INSTRUCTIONS FOR THE TASK: Return every line of the items that contains the string "uniform".

+ + + + +

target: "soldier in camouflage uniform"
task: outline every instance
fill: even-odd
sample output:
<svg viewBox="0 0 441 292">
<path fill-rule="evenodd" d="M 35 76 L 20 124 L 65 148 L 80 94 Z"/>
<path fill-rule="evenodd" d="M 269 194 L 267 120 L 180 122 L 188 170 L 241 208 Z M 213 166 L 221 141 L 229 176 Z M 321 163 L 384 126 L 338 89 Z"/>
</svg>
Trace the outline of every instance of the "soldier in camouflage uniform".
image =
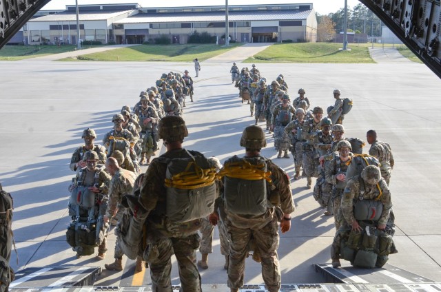
<svg viewBox="0 0 441 292">
<path fill-rule="evenodd" d="M 109 187 L 109 201 L 104 216 L 104 222 L 107 222 L 111 218 L 115 218 L 120 220 L 121 214 L 125 208 L 121 205 L 123 196 L 132 194 L 136 175 L 130 171 L 125 170 L 119 167 L 116 160 L 112 157 L 107 158 L 105 162 L 105 168 L 112 176 L 110 185 Z M 104 267 L 110 271 L 123 271 L 123 251 L 118 244 L 118 240 L 115 245 L 115 261 L 112 264 L 105 264 Z M 136 259 L 135 271 L 142 271 L 145 263 L 142 258 Z"/>
<path fill-rule="evenodd" d="M 154 107 L 147 105 L 147 97 L 141 97 L 141 105 L 135 109 L 135 114 L 139 118 L 141 127 L 141 156 L 140 165 L 150 163 L 150 158 L 154 155 L 155 151 L 158 148 L 156 138 L 155 136 L 156 125 L 158 124 L 159 118 L 156 110 Z"/>
<path fill-rule="evenodd" d="M 320 107 L 316 107 L 312 113 L 314 117 L 306 120 L 302 127 L 302 138 L 306 140 L 306 143 L 303 144 L 302 165 L 307 177 L 306 187 L 307 189 L 311 189 L 311 178 L 313 176 L 316 178 L 318 176 L 319 155 L 314 145 L 314 136 L 317 134 L 317 131 L 321 129 L 320 122 L 323 116 L 323 109 Z"/>
<path fill-rule="evenodd" d="M 133 147 L 137 140 L 132 134 L 130 131 L 123 128 L 123 121 L 124 117 L 122 114 L 114 114 L 112 118 L 112 121 L 114 123 L 114 128 L 112 131 L 108 132 L 104 135 L 103 145 L 107 150 L 107 157 L 110 157 L 112 155 L 112 152 L 115 150 L 115 145 L 116 143 L 120 143 L 122 140 L 126 141 L 127 147 L 125 149 L 121 150 L 123 152 L 128 163 L 134 165 L 134 161 L 136 160 L 138 157 Z M 118 150 L 118 149 L 116 149 L 116 150 Z"/>
<path fill-rule="evenodd" d="M 321 157 L 326 155 L 331 148 L 333 138 L 331 134 L 331 126 L 332 125 L 331 119 L 323 118 L 320 124 L 322 129 L 314 136 L 314 145 L 316 151 Z M 314 190 L 314 198 L 322 208 L 326 208 L 324 214 L 330 216 L 333 213 L 332 197 L 331 196 L 332 185 L 327 182 L 325 178 L 325 163 L 323 162 L 318 165 L 318 174 Z"/>
<path fill-rule="evenodd" d="M 311 103 L 309 103 L 309 99 L 307 97 L 305 97 L 305 93 L 306 92 L 303 88 L 300 88 L 300 90 L 298 90 L 299 96 L 297 97 L 296 99 L 294 99 L 294 101 L 292 102 L 292 105 L 294 106 L 294 107 L 296 107 L 296 109 L 298 109 L 300 107 L 300 101 L 306 101 L 306 103 L 307 105 L 307 107 L 305 109 L 304 108 L 303 110 L 306 111 L 307 109 L 309 108 L 309 106 L 311 105 Z"/>
<path fill-rule="evenodd" d="M 98 154 L 93 150 L 88 150 L 84 154 L 84 160 L 85 161 L 85 167 L 81 168 L 76 171 L 76 175 L 74 180 L 76 185 L 81 185 L 89 187 L 89 189 L 95 194 L 95 202 L 98 204 L 105 204 L 107 202 L 107 193 L 109 191 L 109 186 L 112 178 L 105 171 L 104 167 L 97 167 L 99 162 Z M 71 185 L 69 189 L 72 191 L 74 185 Z M 80 207 L 80 209 L 83 207 Z M 104 209 L 100 207 L 100 209 Z M 88 210 L 85 210 L 88 213 Z M 82 213 L 81 211 L 81 213 Z M 101 214 L 103 215 L 103 214 Z M 105 257 L 105 253 L 107 251 L 107 233 L 104 237 L 103 242 L 98 247 L 98 255 L 95 256 L 96 260 L 101 260 Z M 81 258 L 81 255 L 76 253 L 76 258 Z"/>
<path fill-rule="evenodd" d="M 181 291 L 201 292 L 196 251 L 200 245 L 198 230 L 202 218 L 179 223 L 170 220 L 165 214 L 167 190 L 164 182 L 167 163 L 164 161 L 189 158 L 188 152 L 192 156 L 203 157 L 203 155 L 182 148 L 188 132 L 181 117 L 169 116 L 162 118 L 159 122 L 158 134 L 164 141 L 167 152 L 152 161 L 145 172 L 139 198 L 140 204 L 148 214 L 146 243 L 149 252 L 145 253 L 144 259 L 150 267 L 152 291 L 172 291 L 171 257 L 174 253 L 179 267 Z"/>
<path fill-rule="evenodd" d="M 93 150 L 99 156 L 98 163 L 104 165 L 105 161 L 105 148 L 99 144 L 94 144 L 96 138 L 96 134 L 93 129 L 87 128 L 83 131 L 81 138 L 84 139 L 84 145 L 75 149 L 70 158 L 70 170 L 76 171 L 78 168 L 85 167 L 85 161 L 83 158 L 88 150 Z"/>
<path fill-rule="evenodd" d="M 276 95 L 277 94 L 277 92 L 278 91 L 280 87 L 280 85 L 276 81 L 273 81 L 271 83 L 271 86 L 267 87 L 267 91 L 263 96 L 263 110 L 265 111 L 265 118 L 267 120 L 267 130 L 269 131 L 269 133 L 271 132 L 269 129 L 269 126 L 271 125 L 271 110 L 269 107 L 271 107 L 271 103 L 273 103 L 273 99 L 276 98 Z"/>
<path fill-rule="evenodd" d="M 362 186 L 361 180 L 364 183 Z M 346 230 L 361 232 L 361 222 L 356 220 L 353 213 L 354 206 L 357 201 L 361 200 L 378 200 L 382 203 L 382 211 L 380 219 L 374 221 L 377 229 L 384 230 L 392 208 L 392 200 L 387 184 L 381 177 L 380 169 L 375 165 L 366 167 L 361 175 L 356 176 L 350 180 L 345 189 L 339 210 L 341 217 L 344 218 L 343 226 L 337 230 L 331 248 L 332 267 L 341 267 L 340 262 L 340 251 L 342 238 L 345 236 Z M 396 252 L 396 250 L 395 251 Z"/>
<path fill-rule="evenodd" d="M 240 146 L 246 148 L 245 158 L 260 157 L 260 150 L 266 146 L 262 129 L 256 125 L 245 128 L 240 138 Z M 228 265 L 228 286 L 237 292 L 243 286 L 245 261 L 247 247 L 252 238 L 256 251 L 261 258 L 262 277 L 269 292 L 278 291 L 281 285 L 277 249 L 279 244 L 278 220 L 280 220 L 282 233 L 291 228 L 291 213 L 294 211 L 289 180 L 287 174 L 271 160 L 267 160 L 267 170 L 271 171 L 274 185 L 272 194 L 280 196 L 278 218 L 274 207 L 269 207 L 263 215 L 239 215 L 226 209 L 227 229 L 230 242 Z"/>
<path fill-rule="evenodd" d="M 263 96 L 267 91 L 267 84 L 265 81 L 260 80 L 258 83 L 258 87 L 254 91 L 253 94 L 253 99 L 254 101 L 254 106 L 256 110 L 254 111 L 254 118 L 256 122 L 254 125 L 257 125 L 259 121 L 259 118 L 263 115 L 265 116 L 265 110 L 263 105 Z"/>
<path fill-rule="evenodd" d="M 334 94 L 334 98 L 336 98 L 336 103 L 334 105 L 332 110 L 328 112 L 328 118 L 331 118 L 334 114 L 340 112 L 340 116 L 335 123 L 343 125 L 345 115 L 341 114 L 342 110 L 343 110 L 343 100 L 340 98 L 341 92 L 339 90 L 335 90 L 332 93 Z"/>
<path fill-rule="evenodd" d="M 278 158 L 289 158 L 288 147 L 289 140 L 285 134 L 285 127 L 291 122 L 296 115 L 296 109 L 289 103 L 289 96 L 284 94 L 282 103 L 276 105 L 273 110 L 271 130 L 274 131 L 274 146 L 278 150 Z M 283 154 L 282 153 L 284 152 Z"/>
<path fill-rule="evenodd" d="M 367 132 L 366 138 L 367 139 L 367 143 L 371 145 L 369 155 L 376 157 L 380 161 L 381 176 L 389 185 L 391 180 L 391 173 L 395 165 L 391 146 L 387 143 L 378 140 L 377 132 L 373 129 Z"/>
<path fill-rule="evenodd" d="M 297 109 L 296 110 L 296 120 L 289 123 L 285 127 L 285 134 L 290 140 L 291 145 L 291 152 L 294 157 L 294 165 L 296 168 L 296 174 L 294 179 L 298 180 L 300 178 L 300 168 L 303 162 L 303 143 L 306 140 L 302 138 L 302 128 L 305 123 L 305 111 L 303 109 Z"/>
<path fill-rule="evenodd" d="M 338 154 L 326 165 L 325 176 L 326 181 L 332 184 L 332 202 L 334 205 L 334 218 L 336 229 L 338 230 L 342 224 L 342 218 L 338 216 L 338 209 L 342 200 L 343 191 L 346 187 L 346 171 L 351 162 L 352 147 L 346 140 L 340 141 L 337 145 Z M 340 213 L 341 214 L 341 213 Z"/>
</svg>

+ + + + +

ANSWER TO THE PROBLEM:
target: "soldier in camouflage uniform"
Trace the outline of every instance of the "soldier in camouflage uniform".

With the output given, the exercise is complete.